(PROVIDED MATERIAL)

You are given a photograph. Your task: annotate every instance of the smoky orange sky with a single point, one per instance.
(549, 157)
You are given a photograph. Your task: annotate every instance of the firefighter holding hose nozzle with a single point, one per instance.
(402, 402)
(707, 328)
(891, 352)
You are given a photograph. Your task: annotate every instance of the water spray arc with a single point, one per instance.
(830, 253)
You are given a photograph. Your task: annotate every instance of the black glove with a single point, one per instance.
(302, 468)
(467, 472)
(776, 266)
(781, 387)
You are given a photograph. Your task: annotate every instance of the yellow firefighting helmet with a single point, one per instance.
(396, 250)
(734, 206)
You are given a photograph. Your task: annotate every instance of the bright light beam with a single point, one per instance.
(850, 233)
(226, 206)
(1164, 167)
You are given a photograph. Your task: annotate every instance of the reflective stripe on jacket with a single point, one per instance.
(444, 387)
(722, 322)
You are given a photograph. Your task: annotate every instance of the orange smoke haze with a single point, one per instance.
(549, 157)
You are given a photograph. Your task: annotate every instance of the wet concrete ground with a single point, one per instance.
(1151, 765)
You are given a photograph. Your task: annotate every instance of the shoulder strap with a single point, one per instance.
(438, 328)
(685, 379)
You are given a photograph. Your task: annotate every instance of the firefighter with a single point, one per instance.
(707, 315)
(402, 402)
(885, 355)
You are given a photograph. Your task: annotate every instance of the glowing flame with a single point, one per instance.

(End PROVIDED MATERIAL)
(PROVIDED MATERIAL)

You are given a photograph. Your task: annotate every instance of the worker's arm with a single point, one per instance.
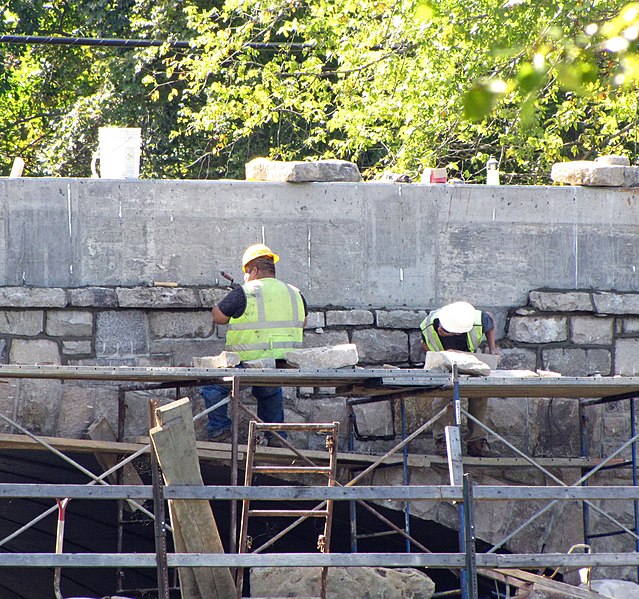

(End PROVIDED MATERIAL)

** INSTRUCTIONS TO FOLLOW **
Nothing should appear in the answer except the lines above from the line with "strap with a single point, one per instance." through the line with "flame with a single point, one per instance.", both included, written out exactly.

** REPLY **
You are given a photograph. Your task: annotate every instance of the shoulder strap with a single point, one per instance.
(438, 328)
(685, 379)
You are given a photograph. Your task: annotate every instance of the firefighter with a single point, one per instance.
(707, 315)
(402, 402)
(885, 355)
You are given a photograph. Your task: annotate every instance of the glowing flame with a single point, one per instance.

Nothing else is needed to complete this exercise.